──────── Input data

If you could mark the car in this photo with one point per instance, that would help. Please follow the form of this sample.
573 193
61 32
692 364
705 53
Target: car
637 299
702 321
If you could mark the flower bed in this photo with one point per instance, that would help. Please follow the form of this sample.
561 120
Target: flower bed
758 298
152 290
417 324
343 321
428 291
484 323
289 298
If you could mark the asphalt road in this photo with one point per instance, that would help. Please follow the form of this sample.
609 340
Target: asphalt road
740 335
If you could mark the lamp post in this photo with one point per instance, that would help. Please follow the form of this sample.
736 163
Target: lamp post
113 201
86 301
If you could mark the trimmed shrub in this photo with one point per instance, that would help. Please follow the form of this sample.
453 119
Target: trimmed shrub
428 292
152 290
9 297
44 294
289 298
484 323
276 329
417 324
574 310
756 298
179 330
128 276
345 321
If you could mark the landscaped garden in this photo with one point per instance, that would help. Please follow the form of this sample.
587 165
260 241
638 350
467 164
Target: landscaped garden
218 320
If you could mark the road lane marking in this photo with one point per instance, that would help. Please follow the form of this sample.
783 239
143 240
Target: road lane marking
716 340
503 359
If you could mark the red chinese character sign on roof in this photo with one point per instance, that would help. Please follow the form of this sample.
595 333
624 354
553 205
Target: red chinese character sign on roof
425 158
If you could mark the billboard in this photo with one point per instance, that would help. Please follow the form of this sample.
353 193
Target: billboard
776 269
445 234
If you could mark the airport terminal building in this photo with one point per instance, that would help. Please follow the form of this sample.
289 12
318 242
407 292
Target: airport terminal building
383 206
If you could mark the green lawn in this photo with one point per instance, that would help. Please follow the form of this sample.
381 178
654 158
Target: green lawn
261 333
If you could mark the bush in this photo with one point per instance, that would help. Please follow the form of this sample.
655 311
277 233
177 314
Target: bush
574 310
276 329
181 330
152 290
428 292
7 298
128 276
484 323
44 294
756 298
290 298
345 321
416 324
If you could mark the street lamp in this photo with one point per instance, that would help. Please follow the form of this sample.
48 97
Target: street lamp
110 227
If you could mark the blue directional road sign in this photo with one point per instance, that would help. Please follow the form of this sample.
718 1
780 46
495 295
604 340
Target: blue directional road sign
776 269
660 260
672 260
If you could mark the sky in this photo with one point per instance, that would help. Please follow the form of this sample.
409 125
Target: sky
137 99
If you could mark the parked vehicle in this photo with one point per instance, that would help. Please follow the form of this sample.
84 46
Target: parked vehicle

────────────────

— What the task asks —
Return all of the data exactly as it reads.

— Written solution —
If you could mark the car in this photo with one point per instance, that would help. Please follow the form of this sample.
573 193
61 32
692 364
705 53
Target: car
637 299
702 321
If you could mark the flower bed in this photo with one point per instance, that would help. Please follow the form of this sample.
561 120
Target: flower bed
758 298
152 290
417 324
343 321
428 291
484 323
289 298
If you could mark the asphalt road in this photo with one point per instance, that would help. Please follow the form of this sample.
609 340
Target: asphalt road
740 335
If you could mark the lamp post in this photo with one point per instance, that would help. Please follow the form of this sample.
736 163
Target: lamp post
113 201
86 301
If you could mark the trimmed shrub in this photo with one point per instance, that would help. Please follow the form of this sample.
453 119
Target: trimmed shrub
428 292
152 290
9 297
44 294
289 298
484 323
276 329
417 324
574 310
756 298
179 330
128 276
345 321
If you could mark the landscaped garden in this photo with one point per instance, that would help. Please follow the form of this sample.
587 165
260 241
638 350
467 164
Target: landscaped garden
218 320
If you could mark the road lane marking in this photo with one point per instance, that would help. Please follow the form of this sample.
783 239
143 240
Target: road lane marking
716 340
503 359
If you could mark the red chinese character sign on roof in this photo with one point per instance, that would help. Please follow the form of this sample.
595 333
624 354
553 205
Target: red chinese character sign on roof
425 158
If you could mark the billboard in this photo with one point per instance, that would help. Please follow the form of this sample.
353 193
Target: billboard
776 269
445 234
If you could mark the airport terminal building in this photo with one point per instance, that would help. Please follow the form of this sample.
289 12
318 242
407 292
Target: airport terminal building
383 206
If you could mark the green lawn in this photo with one point per instance, that would help. Please follow the form of this sample.
381 178
654 158
Target: green lawn
261 333
If you could mark the bush in this photo with one point per instance, that would help. Please follow the form of this sample.
655 311
277 233
177 314
Target: bush
574 310
276 329
181 330
152 290
428 292
7 298
128 276
484 323
44 294
756 298
290 298
345 321
416 324
If you could mark the street lamp in this photo with one point per instance, that would help. Please follow the form of this sample.
48 97
Target: street lamp
110 227
If you could mark the blue directional road sign in this photo with one point per instance, that would help. Please follow the form of this sample.
718 1
780 46
495 295
604 340
Target: blue directional road sign
776 269
660 260
672 260
If you could mark the sky in this photo with one point per instance, that would help. Please follow the form of this sample.
409 125
Target: sky
137 99
If you could mark the parked vehicle in this photo with one point per instance, that would help. Please follow the form of this sample.
84 46
Target: parked vehicle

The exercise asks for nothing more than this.